### DOCUMENT EXCERPT
I didn't mention liturgical abuse. I mentioned the following examples: dress code, Marty Haugen songs, chatting before and after Mass, Latin vs. vernacular.

None of these issues have anything to do liturgical abuse. They can definitely be annoying or frustrating. But I don't believe the GIRM actually makes any definitive statements defining certain outfits of the laypeople, or Marty Haugen hymns, or talking before or after Mass, as "liturgical abuses." And we all know that Mass in Latin or the vernacular is liturgically-correct.


#15

[quote="wasserfall, post:2, topic:287824"]
What does Fr. Z say?

Save The Liturgy, Save The World.

[/quote]

I kind of thought that was funny the first time I saw it.

But really upon further critical examination, it's overly-simplistic and naive. People were out killing each other for even more trivial reasons before the latest incarnation of the Mass (WW2, WW1, the Boar War, Wars of Religion in Europe, the English Civil War, Napoleonic Wars, 1812, I could go on ad nauseum).

I think he was just trying to play off of the "Save the Cheerleader, Save the World" that went with Heros.


#16

[quote="triumphguy, post:6, topic:287824"]
Prayer, fasting and penance, confession and the Eucharist!:thumbsup:

A lot of the rest is ego gratification.

[/quote]

The Eucharist has to be the center of a parish's life and the center of the lives of individual parishoners. Without that, we can do nothing.

Only when the parish is united around the Eucharist can we be effective at anything. We have to be Eucharistic communities. That is the prerequisite for everything else and needs to be always and ever our top priority.

From there we go out to fight the HHS mandate, feed the hungry and comfort the dying. But only if the Eucharist is first. If the Eucharist is first, we can do anything.

-Tim-


#17

[quote="wasserfall, post:2, topic:287824"]
What does Fr. Z say?

Save The Liturgy, Save The World.

[/quote]

He is saying...

Lex orandi, Lex credendi

How we worship, will become what we believe.


#18

[quote="Evan, post:17, topic:287824"]
He is saying...

Lex orandi, Lex credendi

How we worship, will become what we believe.

[/quote]

Maybe...but I think the question is...how does you worrying about someone wearing jeans to Mass help people believe in the real presence, protect life, or help fight religious liberty?

Are we wasting time and effort on things that are up to interpretation? Such as the debate on COTT vs CITH when both are allowed?

Would not our time and effort be better put forth on those things that the Church has defiantly spoken on..,such as religious liberty or protecting life?

### DATA RECORDS
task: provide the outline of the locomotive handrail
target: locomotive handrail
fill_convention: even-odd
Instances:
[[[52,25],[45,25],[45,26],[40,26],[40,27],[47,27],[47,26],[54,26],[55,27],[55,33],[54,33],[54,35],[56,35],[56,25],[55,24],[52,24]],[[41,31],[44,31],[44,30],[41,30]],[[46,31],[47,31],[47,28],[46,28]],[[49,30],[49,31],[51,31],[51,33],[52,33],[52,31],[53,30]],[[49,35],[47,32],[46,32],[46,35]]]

### WHAT THIS EXERCISE ASKS
A - In the forum discussion about the Mass, what English meaning is given for "Lex orandi, Lex credendi"?
B - Write the next part of the forum discussion about the Mass, picking up after its last post.

### ANSWER SET
A - How we worship, will become what we believe.

B -
#19

[quote="Annabelle_Marie, post:18, topic:287824"]
Maybe...but I think the question is...

1_ how does you worrying about someone wearing jeans to Mass help people believe in the real presence, protect life, or help fight religious liberty?

2_ Are we wasting time and effort on things that are up to interpretation? Such as the debate on COTT vs CITH when both are allowed?

3_ Would not our time and effort be better put forth on those things that the Church has defiantly spoken on..,such as religious liberty or protecting life?

[/quote]

1_ believe in the real presence: If you dress for mass like you dress for a barbeque, maybe what goes on there is just as un-important (Lex orandi lex credenti)

2_ If you already have everything else in your life situated (not perfected, but you know what you WANT to do, even if you can't do it) then you can add to that the question "Do I find COTT more or less expressive of my faith than CITH?"

3_ I cannot work on religious liberty or protecting life while I'm at work on my lunch break so I can look at other things that may help me, or others, grow closer to God.


#20

Where is wearing jeans equated dressing like I would for a BBQ? That is your interpretation. That is the whole point…it is people’s subjective opinion…(leaving modesty out of it-thats differentit) I wear jeans occasionally to Mass…especially daily Mass…I do not find what goes on there to be unimportant…which is why I make time everyday for it… But I would not equate someone wearing jeans with the horror of Abortion…

I am just fine with CITH (and yes I have asked myself those questions)…so people spending time worrying about me receiving CITH yes are in my opinion wasting time…especially since the Church has spoken. OR do you not trust the Church?